> **SELECTED EXCERPT**:
In contrast to NMDA receptors, the potential cognitive role of kainate glutamate receptors has previously remained unclear because of a lack of selective antagonists or conditional, regionally specific transgenic animals. The availability of a new selective kainate receptor antagonist (of GluK5 subunit-containing receptors) now allows test of the role of these receptors to be made (More et al., 2004) and therefore for this role to be compared with that of NMDA receptors. Accordingly, by using the localized delivery of selective antagonists, here we report the contrasting effects on recognition memory of selective antagonism of NMDA or kainate glutamate receptors in the rat perirhinal cortex and discuss the implications of the findings for the types of plastic processes that may underlie perirhinal-dependent recognition memory.
Materials and Methods
Subjects.
Male pigmented rats (Dark Agouti strain; Bantin and Kingman, Hull, UK), weighing 150–200 g at the start of the experiment, were housed under a 12 h light/dark cycle. Behavioral training and testing were conducted during the dark phase of the cycle (6:00 A.M. to 6:00 P.M.). All procedures accorded to the United Kingdom Animals Scientific Procedures Act (1986) and associated guidelines and had approval of the University of Bristol Ethical Review Committee.
Cannulation surgery.

> **YOUR TASK**: Duplicate the part of the glutamate receptor and recognition memory text that begins with the words "Materials and Methods" and stops after "Ethical Review Committee.".

> **SUPPLIED RECORDS**:

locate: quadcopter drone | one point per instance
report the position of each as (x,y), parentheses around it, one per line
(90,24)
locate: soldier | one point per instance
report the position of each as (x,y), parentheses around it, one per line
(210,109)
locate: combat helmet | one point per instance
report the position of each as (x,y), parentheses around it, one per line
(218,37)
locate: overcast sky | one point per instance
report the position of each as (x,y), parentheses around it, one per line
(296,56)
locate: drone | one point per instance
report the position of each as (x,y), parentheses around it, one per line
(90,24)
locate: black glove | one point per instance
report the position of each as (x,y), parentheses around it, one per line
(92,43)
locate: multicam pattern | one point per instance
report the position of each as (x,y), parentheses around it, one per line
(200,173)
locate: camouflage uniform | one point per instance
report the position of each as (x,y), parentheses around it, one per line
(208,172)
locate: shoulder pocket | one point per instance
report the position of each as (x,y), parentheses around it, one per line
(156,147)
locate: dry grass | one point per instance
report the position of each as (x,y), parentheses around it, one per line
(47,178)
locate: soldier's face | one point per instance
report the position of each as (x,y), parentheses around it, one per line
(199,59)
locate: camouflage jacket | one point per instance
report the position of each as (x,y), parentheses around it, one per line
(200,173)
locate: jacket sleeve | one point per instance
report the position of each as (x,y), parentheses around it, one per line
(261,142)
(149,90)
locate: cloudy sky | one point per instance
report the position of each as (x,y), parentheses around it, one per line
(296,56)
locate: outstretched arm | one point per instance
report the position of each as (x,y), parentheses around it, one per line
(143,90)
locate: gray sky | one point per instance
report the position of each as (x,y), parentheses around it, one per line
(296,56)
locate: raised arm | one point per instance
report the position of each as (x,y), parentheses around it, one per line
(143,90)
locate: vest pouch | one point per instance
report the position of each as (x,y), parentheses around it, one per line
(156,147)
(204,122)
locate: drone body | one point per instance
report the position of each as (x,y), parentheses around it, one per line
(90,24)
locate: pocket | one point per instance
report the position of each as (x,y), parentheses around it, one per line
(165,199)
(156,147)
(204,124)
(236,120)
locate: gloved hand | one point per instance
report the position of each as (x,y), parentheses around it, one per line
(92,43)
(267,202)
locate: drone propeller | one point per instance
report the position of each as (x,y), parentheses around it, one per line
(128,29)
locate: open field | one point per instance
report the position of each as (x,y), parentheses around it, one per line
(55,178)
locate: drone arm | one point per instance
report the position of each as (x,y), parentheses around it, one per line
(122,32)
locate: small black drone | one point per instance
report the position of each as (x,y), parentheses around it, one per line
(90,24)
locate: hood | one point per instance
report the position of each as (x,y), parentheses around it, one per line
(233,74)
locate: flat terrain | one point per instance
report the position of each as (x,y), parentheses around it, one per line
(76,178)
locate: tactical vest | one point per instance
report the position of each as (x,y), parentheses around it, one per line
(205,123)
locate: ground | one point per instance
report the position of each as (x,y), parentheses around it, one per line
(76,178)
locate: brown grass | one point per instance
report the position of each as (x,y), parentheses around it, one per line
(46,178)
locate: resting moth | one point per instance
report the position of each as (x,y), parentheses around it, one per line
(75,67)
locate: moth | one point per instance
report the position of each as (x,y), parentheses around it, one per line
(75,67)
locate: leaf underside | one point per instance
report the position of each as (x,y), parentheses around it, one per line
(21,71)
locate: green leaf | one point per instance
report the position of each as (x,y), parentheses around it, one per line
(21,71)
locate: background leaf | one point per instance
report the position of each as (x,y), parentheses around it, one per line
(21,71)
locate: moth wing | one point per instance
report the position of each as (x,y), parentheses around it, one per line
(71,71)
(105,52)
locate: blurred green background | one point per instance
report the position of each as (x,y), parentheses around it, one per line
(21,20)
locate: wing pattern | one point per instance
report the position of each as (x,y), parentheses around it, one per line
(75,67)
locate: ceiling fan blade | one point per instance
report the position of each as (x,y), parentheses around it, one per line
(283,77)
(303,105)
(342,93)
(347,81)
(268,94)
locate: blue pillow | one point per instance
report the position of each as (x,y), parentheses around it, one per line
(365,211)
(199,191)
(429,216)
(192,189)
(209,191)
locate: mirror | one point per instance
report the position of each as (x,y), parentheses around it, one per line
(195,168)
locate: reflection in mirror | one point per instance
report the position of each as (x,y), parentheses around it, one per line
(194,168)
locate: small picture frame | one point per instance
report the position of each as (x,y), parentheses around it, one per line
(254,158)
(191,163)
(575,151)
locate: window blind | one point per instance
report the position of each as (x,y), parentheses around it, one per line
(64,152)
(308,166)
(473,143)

> **REPLY**:
Materials and Methods
Subjects.
Male pigmented rats (Dark Agouti strain; Bantin and Kingman, Hull, UK), weighing 150–200 g at the start of the experiment, were housed under a 12 h light/dark cycle. Behavioral training and testing were conducted during the dark phase of the cycle (6:00 A.M. to 6:00 P.M.). All procedures accorded to the United Kingdom Animals Scientific Procedures Act (1986) and associated guidelines and had approval of the University of Bristol Ethical Review Committee.